Please copy exactly the lines that begin with the one containing "Where can you spot the schooner" and end with the last line of the entries.

/---

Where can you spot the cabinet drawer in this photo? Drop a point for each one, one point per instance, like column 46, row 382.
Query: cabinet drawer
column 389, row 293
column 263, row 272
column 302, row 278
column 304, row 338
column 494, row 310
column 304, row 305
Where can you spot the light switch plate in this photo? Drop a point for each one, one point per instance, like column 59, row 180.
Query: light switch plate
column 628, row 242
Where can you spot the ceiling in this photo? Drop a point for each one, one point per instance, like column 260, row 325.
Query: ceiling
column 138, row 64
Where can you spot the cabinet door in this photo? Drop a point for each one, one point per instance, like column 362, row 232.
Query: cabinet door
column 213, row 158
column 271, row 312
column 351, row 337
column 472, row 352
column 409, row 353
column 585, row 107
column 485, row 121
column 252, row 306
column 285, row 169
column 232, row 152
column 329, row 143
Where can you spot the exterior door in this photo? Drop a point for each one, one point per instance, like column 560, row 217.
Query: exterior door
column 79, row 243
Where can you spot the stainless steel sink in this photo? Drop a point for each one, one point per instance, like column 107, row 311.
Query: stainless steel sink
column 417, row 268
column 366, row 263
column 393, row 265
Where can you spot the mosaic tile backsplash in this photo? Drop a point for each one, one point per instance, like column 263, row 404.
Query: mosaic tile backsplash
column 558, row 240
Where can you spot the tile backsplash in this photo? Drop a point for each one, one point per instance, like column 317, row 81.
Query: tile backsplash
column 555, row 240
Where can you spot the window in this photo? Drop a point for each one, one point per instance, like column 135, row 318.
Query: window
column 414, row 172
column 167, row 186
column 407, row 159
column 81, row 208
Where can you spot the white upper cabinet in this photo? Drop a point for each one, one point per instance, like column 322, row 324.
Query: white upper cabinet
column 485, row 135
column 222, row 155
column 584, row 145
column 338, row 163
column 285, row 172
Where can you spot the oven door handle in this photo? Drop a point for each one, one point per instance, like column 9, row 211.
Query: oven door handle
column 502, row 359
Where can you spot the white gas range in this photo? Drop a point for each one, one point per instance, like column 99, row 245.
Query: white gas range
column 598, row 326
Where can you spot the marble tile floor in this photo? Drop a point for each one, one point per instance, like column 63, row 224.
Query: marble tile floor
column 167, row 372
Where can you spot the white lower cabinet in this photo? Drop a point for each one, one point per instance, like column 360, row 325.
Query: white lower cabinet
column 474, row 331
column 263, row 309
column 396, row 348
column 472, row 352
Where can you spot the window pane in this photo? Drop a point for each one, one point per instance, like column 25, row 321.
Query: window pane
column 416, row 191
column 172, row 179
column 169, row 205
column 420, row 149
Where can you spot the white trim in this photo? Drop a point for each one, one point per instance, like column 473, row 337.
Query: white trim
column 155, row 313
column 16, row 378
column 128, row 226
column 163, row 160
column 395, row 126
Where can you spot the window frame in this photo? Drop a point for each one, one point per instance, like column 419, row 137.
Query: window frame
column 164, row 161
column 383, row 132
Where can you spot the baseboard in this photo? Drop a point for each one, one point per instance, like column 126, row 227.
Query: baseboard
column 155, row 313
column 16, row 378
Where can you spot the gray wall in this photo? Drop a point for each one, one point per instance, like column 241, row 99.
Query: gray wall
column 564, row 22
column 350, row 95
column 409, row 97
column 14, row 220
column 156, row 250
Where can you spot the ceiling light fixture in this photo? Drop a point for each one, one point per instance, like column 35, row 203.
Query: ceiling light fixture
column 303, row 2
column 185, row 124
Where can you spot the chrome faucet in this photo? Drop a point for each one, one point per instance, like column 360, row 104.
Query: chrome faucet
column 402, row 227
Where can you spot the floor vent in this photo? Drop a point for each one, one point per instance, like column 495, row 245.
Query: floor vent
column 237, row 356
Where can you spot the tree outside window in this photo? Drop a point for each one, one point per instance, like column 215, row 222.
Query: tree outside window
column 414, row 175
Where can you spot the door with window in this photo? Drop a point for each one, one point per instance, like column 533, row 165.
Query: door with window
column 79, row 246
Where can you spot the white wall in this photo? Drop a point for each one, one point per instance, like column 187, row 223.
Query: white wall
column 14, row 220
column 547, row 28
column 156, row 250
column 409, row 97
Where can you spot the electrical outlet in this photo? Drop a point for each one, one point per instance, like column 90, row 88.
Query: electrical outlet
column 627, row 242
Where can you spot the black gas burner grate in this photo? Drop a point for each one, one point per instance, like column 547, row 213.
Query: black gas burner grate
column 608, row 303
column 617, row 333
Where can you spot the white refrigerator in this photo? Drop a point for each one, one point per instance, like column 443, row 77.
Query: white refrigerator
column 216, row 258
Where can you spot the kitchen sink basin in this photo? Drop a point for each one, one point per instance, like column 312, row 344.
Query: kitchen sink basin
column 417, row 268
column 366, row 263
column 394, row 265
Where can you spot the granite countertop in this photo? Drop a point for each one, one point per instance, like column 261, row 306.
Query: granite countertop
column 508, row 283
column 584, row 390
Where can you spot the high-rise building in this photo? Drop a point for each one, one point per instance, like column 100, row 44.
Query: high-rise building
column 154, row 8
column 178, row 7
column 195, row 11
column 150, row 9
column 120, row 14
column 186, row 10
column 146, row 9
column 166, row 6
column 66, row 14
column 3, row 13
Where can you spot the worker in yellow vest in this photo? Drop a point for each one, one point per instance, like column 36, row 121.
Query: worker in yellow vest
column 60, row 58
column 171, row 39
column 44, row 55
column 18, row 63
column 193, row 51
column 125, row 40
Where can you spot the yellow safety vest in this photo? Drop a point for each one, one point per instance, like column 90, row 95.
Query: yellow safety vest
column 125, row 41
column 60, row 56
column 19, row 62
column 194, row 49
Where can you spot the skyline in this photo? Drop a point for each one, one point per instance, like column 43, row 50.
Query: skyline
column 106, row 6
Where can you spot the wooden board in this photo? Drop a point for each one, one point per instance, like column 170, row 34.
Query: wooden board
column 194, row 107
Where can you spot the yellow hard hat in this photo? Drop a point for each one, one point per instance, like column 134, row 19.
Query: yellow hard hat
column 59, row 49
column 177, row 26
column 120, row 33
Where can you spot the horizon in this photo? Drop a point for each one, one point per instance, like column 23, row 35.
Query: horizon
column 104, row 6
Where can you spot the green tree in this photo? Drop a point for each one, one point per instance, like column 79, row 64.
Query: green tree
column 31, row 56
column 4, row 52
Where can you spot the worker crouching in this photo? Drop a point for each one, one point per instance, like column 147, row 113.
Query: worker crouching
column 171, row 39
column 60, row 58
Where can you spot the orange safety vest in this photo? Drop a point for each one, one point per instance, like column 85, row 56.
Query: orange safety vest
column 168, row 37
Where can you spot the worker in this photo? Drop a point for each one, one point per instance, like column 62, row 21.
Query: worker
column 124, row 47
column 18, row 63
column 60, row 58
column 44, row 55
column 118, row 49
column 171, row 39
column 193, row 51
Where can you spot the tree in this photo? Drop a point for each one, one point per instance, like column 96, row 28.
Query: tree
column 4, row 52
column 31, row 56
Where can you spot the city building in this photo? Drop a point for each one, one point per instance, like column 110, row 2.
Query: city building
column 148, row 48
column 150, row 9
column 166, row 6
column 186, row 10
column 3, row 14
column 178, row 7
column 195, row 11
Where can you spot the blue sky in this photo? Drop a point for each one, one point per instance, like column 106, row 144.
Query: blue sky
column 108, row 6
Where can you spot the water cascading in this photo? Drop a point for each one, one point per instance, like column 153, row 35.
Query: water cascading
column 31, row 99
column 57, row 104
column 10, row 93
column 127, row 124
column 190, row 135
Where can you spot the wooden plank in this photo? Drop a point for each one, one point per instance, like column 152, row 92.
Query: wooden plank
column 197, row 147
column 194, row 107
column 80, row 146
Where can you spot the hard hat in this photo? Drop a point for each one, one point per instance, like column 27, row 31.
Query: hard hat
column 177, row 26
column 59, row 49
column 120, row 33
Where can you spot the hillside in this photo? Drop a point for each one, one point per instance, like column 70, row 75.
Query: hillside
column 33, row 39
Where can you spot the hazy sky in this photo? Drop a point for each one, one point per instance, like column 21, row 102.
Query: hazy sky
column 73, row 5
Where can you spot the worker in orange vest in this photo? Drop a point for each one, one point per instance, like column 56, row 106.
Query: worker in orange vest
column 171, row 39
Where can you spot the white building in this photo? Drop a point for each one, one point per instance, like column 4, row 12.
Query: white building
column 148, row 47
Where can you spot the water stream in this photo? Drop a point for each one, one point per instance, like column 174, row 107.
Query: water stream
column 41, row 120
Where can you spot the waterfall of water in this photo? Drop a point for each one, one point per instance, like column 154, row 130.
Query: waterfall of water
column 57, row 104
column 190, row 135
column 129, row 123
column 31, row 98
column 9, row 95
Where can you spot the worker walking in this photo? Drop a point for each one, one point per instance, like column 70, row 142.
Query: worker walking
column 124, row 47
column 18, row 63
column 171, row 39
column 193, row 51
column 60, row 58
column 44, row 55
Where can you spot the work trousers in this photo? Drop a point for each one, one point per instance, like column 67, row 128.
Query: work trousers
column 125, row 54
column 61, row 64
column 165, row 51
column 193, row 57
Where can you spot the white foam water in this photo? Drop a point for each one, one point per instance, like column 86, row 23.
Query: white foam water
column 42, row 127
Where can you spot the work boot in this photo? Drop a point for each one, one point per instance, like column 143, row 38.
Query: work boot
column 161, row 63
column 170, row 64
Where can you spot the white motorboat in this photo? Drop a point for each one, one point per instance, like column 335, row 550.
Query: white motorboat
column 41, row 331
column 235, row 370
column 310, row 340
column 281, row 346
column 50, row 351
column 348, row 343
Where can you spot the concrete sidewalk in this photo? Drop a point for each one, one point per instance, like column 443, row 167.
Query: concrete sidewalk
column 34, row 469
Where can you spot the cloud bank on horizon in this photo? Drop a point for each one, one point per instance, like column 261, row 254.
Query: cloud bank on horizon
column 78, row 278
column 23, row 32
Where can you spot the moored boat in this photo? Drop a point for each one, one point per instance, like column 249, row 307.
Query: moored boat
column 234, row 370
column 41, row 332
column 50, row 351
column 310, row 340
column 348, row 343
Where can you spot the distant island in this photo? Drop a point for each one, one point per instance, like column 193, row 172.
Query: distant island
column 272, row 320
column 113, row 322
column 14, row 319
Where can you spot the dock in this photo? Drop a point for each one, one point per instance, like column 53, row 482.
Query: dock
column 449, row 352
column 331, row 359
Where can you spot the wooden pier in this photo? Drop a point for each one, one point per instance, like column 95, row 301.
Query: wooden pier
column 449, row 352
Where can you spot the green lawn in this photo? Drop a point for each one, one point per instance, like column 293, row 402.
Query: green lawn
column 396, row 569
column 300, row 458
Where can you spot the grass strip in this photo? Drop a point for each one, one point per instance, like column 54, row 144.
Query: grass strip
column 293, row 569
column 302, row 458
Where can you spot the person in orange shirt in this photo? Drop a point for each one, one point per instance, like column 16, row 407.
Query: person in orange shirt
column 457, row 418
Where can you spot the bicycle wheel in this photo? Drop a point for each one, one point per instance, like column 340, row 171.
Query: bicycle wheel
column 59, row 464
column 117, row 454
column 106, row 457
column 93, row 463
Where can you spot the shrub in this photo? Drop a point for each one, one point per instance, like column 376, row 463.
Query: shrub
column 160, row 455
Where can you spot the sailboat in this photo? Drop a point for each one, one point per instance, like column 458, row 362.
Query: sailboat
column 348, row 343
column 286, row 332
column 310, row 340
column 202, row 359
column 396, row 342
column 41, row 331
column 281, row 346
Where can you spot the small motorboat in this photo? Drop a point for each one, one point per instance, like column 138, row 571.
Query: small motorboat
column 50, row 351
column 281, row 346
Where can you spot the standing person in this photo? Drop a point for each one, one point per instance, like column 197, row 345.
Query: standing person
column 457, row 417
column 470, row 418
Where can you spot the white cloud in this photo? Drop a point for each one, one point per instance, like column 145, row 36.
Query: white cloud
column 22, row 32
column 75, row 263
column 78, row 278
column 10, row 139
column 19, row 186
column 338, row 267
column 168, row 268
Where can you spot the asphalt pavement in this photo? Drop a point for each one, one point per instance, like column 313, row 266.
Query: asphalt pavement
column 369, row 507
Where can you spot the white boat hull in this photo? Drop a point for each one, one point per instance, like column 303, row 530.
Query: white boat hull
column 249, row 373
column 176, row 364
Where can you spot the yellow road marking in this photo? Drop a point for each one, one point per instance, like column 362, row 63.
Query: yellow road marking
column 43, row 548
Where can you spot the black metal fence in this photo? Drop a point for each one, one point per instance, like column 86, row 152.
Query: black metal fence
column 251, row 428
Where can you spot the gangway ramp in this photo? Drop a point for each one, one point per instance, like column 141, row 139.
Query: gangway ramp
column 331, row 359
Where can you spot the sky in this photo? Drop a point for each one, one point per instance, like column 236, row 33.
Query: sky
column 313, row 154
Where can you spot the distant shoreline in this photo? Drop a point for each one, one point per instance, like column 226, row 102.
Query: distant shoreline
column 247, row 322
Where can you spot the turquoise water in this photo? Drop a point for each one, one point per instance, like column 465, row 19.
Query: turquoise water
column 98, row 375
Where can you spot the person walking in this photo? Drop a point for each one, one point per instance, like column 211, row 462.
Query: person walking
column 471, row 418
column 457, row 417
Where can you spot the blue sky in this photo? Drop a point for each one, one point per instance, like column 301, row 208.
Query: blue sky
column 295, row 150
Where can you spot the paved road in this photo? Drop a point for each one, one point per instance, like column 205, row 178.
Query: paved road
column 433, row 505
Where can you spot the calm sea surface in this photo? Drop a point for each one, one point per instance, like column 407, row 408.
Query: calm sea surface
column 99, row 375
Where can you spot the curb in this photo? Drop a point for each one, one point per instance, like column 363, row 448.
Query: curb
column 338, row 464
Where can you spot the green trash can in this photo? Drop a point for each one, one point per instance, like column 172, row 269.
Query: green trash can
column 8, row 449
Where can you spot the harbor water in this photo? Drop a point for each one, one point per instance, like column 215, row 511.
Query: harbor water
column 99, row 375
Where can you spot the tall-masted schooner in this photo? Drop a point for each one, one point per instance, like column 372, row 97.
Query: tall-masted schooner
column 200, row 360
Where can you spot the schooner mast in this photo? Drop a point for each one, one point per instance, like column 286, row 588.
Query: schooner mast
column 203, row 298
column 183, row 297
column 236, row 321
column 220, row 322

\---

> _YOUR RESPONSE_
Where can you spot the schooner mast in this photo? Drop a point for each one, one point per instance, like column 286, row 588.
Query: schooner mast
column 203, row 298
column 183, row 297
column 236, row 321
column 220, row 322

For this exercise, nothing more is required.